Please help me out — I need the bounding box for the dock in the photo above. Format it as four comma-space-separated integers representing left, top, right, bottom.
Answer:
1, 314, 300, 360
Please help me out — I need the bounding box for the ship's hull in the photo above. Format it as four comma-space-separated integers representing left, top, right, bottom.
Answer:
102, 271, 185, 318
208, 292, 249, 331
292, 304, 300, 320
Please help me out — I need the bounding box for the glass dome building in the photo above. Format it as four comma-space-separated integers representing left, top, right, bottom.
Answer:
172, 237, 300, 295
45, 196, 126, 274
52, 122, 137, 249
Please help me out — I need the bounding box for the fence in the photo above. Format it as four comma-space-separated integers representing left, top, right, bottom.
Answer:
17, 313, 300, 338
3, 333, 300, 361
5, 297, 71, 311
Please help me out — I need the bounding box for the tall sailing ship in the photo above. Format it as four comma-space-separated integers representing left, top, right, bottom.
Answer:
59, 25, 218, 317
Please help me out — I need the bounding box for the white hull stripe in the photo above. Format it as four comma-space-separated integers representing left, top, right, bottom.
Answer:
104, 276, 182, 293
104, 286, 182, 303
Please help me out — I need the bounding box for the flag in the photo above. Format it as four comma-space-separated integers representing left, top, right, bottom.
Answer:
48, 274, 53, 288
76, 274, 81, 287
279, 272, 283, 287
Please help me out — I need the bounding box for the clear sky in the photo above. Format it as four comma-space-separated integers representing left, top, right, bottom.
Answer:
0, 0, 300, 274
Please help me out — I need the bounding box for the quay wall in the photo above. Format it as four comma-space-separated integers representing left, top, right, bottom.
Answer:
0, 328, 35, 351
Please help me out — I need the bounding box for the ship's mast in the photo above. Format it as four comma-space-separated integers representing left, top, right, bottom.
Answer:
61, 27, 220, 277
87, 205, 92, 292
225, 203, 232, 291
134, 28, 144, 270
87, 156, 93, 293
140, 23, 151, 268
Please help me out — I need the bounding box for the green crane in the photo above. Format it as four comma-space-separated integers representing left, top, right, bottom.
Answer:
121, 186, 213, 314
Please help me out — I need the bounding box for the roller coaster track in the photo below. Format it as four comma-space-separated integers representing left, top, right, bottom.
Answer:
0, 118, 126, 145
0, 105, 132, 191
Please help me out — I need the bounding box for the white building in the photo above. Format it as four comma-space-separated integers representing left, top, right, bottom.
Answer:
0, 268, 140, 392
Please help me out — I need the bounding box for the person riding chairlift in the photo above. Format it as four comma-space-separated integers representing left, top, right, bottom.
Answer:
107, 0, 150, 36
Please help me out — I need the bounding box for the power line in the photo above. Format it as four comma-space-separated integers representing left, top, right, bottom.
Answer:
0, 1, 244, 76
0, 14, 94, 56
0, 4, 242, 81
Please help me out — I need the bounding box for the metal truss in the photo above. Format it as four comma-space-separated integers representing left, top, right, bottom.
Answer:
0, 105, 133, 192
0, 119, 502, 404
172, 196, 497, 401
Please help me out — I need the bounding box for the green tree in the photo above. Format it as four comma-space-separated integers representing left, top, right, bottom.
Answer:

The task>
Lines in the data that include the word "white" should all be copied.

Task result>
Please help me out — I need the bounding box for the white hull stripe in the photo above. Format it as four comma-space-separated integers representing left, top, right, bottom.
Please help me out — I need the bounding box for the white building in the photo above. Format it as four comma-space-separated integers representing left, top, right, bottom.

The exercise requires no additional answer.